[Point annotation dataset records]
-- -- --

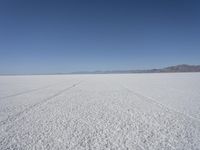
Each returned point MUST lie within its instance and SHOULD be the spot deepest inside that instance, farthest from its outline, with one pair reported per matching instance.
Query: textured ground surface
(138, 111)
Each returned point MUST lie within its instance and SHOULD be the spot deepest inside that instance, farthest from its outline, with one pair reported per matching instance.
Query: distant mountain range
(171, 69)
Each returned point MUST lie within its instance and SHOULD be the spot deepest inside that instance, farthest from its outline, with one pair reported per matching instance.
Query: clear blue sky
(45, 36)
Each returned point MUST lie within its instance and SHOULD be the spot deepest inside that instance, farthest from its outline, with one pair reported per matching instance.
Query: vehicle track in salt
(15, 116)
(154, 101)
(28, 91)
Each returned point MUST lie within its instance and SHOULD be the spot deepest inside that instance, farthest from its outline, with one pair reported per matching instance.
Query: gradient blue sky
(45, 36)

-- -- --

→ WHAT THE TASK ASKS: Quote all the records verbatim, dropping any pictures from your copy.

→ FINISHED TASK:
Each returned point MUST lie within its instance and SHOULD be the spot deepest inside that instance, farthest from its outline, with one pair reported per matching instance.
Query: textured ground surface
(138, 111)
Each returned point MUST lie within its instance and SHOULD be the spot deepest inside that instance, farthest from its outline, with one pair reported per matching instance.
Query: distant mountain range
(171, 69)
Each returned point MUST lie within its instance and SHOULD be the spot deepest inside that instance, farthest from its outline, with one pair reported per matching instance.
Query: clear blue sky
(45, 36)
Each returned point MUST lie within its instance and SHOULD be the spot deepest inside that instance, farthest from its outline, with one pair reported per matching instance.
Query: vehicle track in salt
(15, 116)
(154, 101)
(28, 91)
Each returned point MUST lie within its instance and SHOULD be the spot deepest inside that instance, farthest from its outline, with one pair reported per matching instance.
Query: gradient blue sky
(45, 36)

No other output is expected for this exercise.